- [Stated exercise] Copy every one of the entries below word for word, leaving out the pictures.

- [Task material]

** begin **

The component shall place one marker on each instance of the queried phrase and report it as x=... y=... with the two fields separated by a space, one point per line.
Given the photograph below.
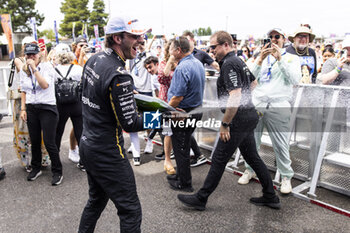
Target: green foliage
x=74 y=11
x=21 y=11
x=48 y=33
x=202 y=32
x=97 y=16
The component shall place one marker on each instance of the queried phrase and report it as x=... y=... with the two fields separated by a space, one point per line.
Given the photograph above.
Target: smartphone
x=267 y=41
x=41 y=44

** end **

- [Right answer]
The component shall place one marker on each instance of the queried phrase and report it as x=... y=... with the two fields separated by a space, one point per line.
Given the photograph below.
Target: green foliage
x=74 y=11
x=21 y=11
x=48 y=33
x=202 y=32
x=97 y=16
The component shall place one marker on each instance of the queried phrase and report it as x=... y=... with the two fields separated by a space, one point per line.
Given the photograph above.
Target: smartphone
x=267 y=41
x=41 y=44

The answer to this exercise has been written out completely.